Images are not part of the copy; write out the rest of the data exactly as given.

### Material for this task

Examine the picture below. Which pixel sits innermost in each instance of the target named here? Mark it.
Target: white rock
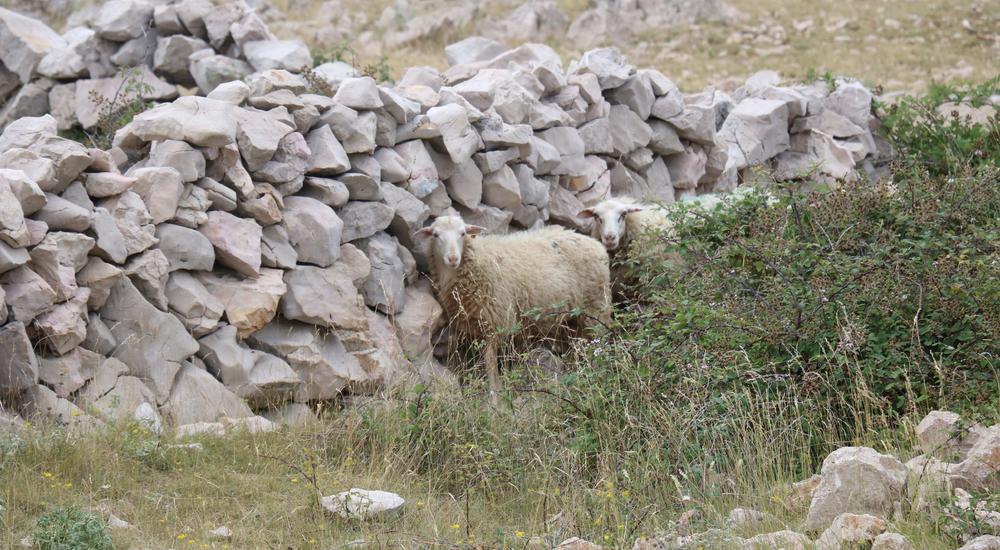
(363, 504)
(858, 480)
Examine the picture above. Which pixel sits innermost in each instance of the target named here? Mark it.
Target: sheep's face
(447, 235)
(609, 221)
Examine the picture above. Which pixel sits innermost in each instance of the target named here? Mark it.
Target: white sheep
(491, 283)
(618, 220)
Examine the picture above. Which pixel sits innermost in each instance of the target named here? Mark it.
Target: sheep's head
(447, 238)
(609, 220)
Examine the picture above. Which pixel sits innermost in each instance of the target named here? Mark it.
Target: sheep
(489, 283)
(618, 221)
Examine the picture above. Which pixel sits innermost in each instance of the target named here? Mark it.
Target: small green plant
(70, 528)
(119, 110)
(317, 84)
(933, 135)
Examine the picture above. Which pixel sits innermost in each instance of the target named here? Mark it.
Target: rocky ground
(204, 230)
(901, 46)
(183, 266)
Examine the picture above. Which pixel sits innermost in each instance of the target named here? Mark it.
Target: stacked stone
(246, 245)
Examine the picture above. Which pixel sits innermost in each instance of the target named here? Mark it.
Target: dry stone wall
(245, 246)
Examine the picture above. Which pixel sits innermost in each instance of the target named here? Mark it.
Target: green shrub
(70, 528)
(930, 133)
(113, 113)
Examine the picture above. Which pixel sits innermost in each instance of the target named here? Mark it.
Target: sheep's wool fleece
(504, 276)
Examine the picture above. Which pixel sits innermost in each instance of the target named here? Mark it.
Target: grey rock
(409, 212)
(109, 241)
(327, 191)
(501, 189)
(179, 156)
(19, 369)
(100, 277)
(361, 187)
(133, 220)
(290, 55)
(236, 241)
(607, 64)
(123, 20)
(196, 120)
(171, 57)
(858, 480)
(234, 93)
(106, 184)
(153, 344)
(318, 357)
(11, 258)
(64, 327)
(57, 259)
(198, 397)
(567, 141)
(194, 305)
(25, 41)
(755, 131)
(99, 338)
(210, 71)
(25, 190)
(364, 219)
(628, 131)
(250, 303)
(314, 230)
(328, 156)
(149, 272)
(275, 248)
(383, 289)
(687, 168)
(62, 215)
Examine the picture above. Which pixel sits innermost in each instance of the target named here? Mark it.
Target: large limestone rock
(185, 248)
(194, 305)
(249, 303)
(236, 241)
(24, 42)
(755, 131)
(63, 327)
(858, 480)
(851, 531)
(28, 295)
(944, 435)
(363, 504)
(290, 55)
(314, 230)
(198, 397)
(19, 367)
(326, 297)
(318, 357)
(133, 221)
(57, 259)
(980, 471)
(196, 120)
(384, 289)
(152, 343)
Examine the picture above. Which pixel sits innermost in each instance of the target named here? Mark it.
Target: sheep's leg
(492, 370)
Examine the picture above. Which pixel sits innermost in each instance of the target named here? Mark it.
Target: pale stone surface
(858, 480)
(363, 504)
(250, 303)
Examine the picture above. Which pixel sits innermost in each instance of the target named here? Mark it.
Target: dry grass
(472, 477)
(900, 45)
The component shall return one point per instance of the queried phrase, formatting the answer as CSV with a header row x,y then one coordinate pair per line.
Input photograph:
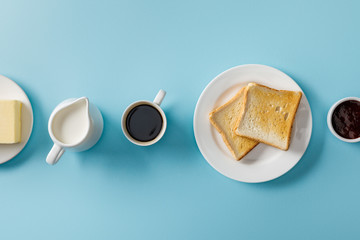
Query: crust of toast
x,y
226,133
290,120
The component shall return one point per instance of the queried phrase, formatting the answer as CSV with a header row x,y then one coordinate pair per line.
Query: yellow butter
x,y
10,121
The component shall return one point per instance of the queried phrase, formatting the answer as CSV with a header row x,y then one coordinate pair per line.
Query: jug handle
x,y
54,155
159,97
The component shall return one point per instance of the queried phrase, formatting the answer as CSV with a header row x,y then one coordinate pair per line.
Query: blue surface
x,y
116,52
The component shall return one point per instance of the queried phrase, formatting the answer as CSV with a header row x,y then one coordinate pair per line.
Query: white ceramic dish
x,y
330,113
264,162
10,90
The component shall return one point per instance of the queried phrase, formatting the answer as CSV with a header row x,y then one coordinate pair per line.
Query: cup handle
x,y
54,155
159,97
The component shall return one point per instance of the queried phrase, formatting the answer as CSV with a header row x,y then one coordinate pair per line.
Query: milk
x,y
71,124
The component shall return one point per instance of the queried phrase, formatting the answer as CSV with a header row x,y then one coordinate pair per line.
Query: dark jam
x,y
144,123
346,119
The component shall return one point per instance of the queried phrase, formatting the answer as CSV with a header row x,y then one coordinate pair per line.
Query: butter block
x,y
10,121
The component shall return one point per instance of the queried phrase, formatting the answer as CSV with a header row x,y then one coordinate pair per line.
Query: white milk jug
x,y
75,124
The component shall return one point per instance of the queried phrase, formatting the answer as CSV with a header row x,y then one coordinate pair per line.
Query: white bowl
x,y
330,113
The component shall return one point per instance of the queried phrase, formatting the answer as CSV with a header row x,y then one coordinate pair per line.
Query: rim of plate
x,y
23,144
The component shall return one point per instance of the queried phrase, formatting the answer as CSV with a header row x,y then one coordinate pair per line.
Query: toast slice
x,y
224,119
267,115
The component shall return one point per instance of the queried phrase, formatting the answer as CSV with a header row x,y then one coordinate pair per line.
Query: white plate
x,y
264,162
10,90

######

**Task answer**
Examine the picture below. Which pixel sits innermost in each instance of the target named here? Mark it.
Target: white rock
(363, 504)
(858, 480)
Examine the picture above. Which pixel sits innermost in each instance of the target named here? Mark it.
Target: sheep's face
(447, 235)
(609, 221)
Examine the picture above. Which pixel sits innermost in each instance of the target named here? Mark it.
Target: white sheep
(491, 283)
(618, 220)
Examine the picture above. Which pixel sits innermost in each instance of the target named here? Mark it.
Target: sheep's head
(447, 238)
(609, 220)
Examine the picture above. Which pixel sits innermost in each instance of the target named here? Mark it.
Target: sheep
(489, 283)
(618, 221)
Examine the picture above. Which pixel sits innermost in each instance of the target named here? Mark it.
Target: small green plant
(70, 528)
(119, 110)
(317, 84)
(933, 135)
Examine the picture above. Which pixel sits innermost in each instance of the target named here? Mark it.
Target: rocky ground
(204, 230)
(901, 46)
(183, 266)
Examine the picture above. Which pixel sits innermost in each instance of the target named here? Mark it.
Target: stacked stone
(246, 245)
Examine the picture above. Which pixel sits innermost in each instance of the target named here? Mark it.
Target: dry stone wall
(245, 246)
Examine the picture above. Which pixel sits innermost in each instance of the target named here? Mark it.
Target: green shrub
(70, 528)
(930, 133)
(113, 113)
Examine the picture above. Which pixel sits innermost in each instance of the target named here? Mark it.
Target: sheep's wool fleece
(504, 276)
Examine the picture above. Which pixel sits innermost in each instance of the target named here? Mark it.
Target: grey rock
(409, 212)
(109, 241)
(327, 191)
(501, 189)
(179, 156)
(19, 369)
(100, 277)
(361, 187)
(133, 220)
(290, 55)
(236, 241)
(607, 64)
(123, 20)
(196, 120)
(171, 57)
(858, 480)
(234, 93)
(106, 184)
(153, 344)
(318, 357)
(11, 258)
(64, 327)
(57, 259)
(198, 397)
(567, 141)
(194, 305)
(25, 41)
(755, 131)
(99, 338)
(210, 71)
(25, 190)
(364, 219)
(628, 131)
(250, 303)
(314, 230)
(328, 156)
(149, 272)
(275, 248)
(383, 289)
(687, 168)
(62, 215)
Examine the picture above. Which pixel sits innermost in each instance of the target named here? Mark it.
Target: large limestone rock
(185, 248)
(194, 305)
(249, 303)
(236, 241)
(24, 42)
(755, 131)
(63, 327)
(858, 480)
(851, 531)
(28, 295)
(944, 435)
(363, 504)
(290, 55)
(314, 230)
(198, 397)
(19, 367)
(326, 297)
(318, 357)
(133, 221)
(57, 259)
(980, 471)
(196, 120)
(384, 289)
(152, 343)
Examine the picture above. Which pixel sits innermost in each instance of the target named here? Mark it.
Target: sheep's leg
(492, 370)
Examine the picture above. Which pixel sits innermost in each instance of the target named here? Mark it.
Target: pale stone surface
(858, 480)
(363, 504)
(250, 303)
Examine the picture above. Which pixel sits innermost in each instance of the target named here? Mark it.
Target: dry grass
(472, 477)
(900, 45)
The component shall return one point per instance of the queried phrase, formatting the answer as CSV with a header row x,y then one coordinate pair per line.
Input photograph:
Query: crust of toast
x,y
226,133
290,120
The component shall return one point per instance of the queried phrase, formatting the answer as CSV with a header row x,y then one coordinate pair per line.
Query: yellow butter
x,y
10,121
The component shall return one point per instance of the queried phrase, formatting the answer as CSV with a header row x,y then one coordinate pair per line.
Query: jug handle
x,y
54,155
159,97
The component shall return one point per instance of the queried phrase, formatting the answer as CSV with a header row x,y then one coordinate pair per line.
Query: blue surface
x,y
116,52
The component shall return one point per instance of the queried phrase, formatting the answer as CSV with a header row x,y then one coordinate pair per line.
Query: white ceramic dish
x,y
330,113
264,162
10,90
The component shall return one point per instance of the queried phrase, formatting the answer as CSV with a header row x,y then one coordinate pair per line.
Query: cup handle
x,y
54,155
159,97
The component shall return one point per instance of the queried phrase, formatting the answer as CSV with a header row x,y then one coordinate pair per line.
Query: milk
x,y
71,124
The component shall return one point per instance of the queried phrase, formatting the answer as CSV with a header row x,y then one coordinate pair per line.
Query: dark jam
x,y
144,123
346,119
The component shall return one point per instance of the queried phrase, formatting the answer as CSV with a header row x,y then one coordinate pair per line.
Query: butter block
x,y
10,121
The component shall return one point per instance of the queried phrase, formatting the answer as CSV with a header row x,y then one coordinate pair per line.
Query: white milk jug
x,y
75,124
The component shall return one point per instance of the queried phrase, formatting the answer as CSV with a header row x,y then one coordinate pair per line.
Query: white bowl
x,y
330,113
The component shall return one point per instance of the queried phrase, formatting the answer as CSV with a header row x,y then one coordinate pair per line.
Query: rim of plate
x,y
23,144
The component shall return one point per instance of the queried phrase, formatting the answer as CSV with a header row x,y then one coordinate pair per line.
Query: toast slice
x,y
224,119
267,115
The component shall return one point per instance of the queried phrase, formatting the answer as CSV with a header row x,y then one coordinate pair per line.
Query: white plate
x,y
264,162
10,90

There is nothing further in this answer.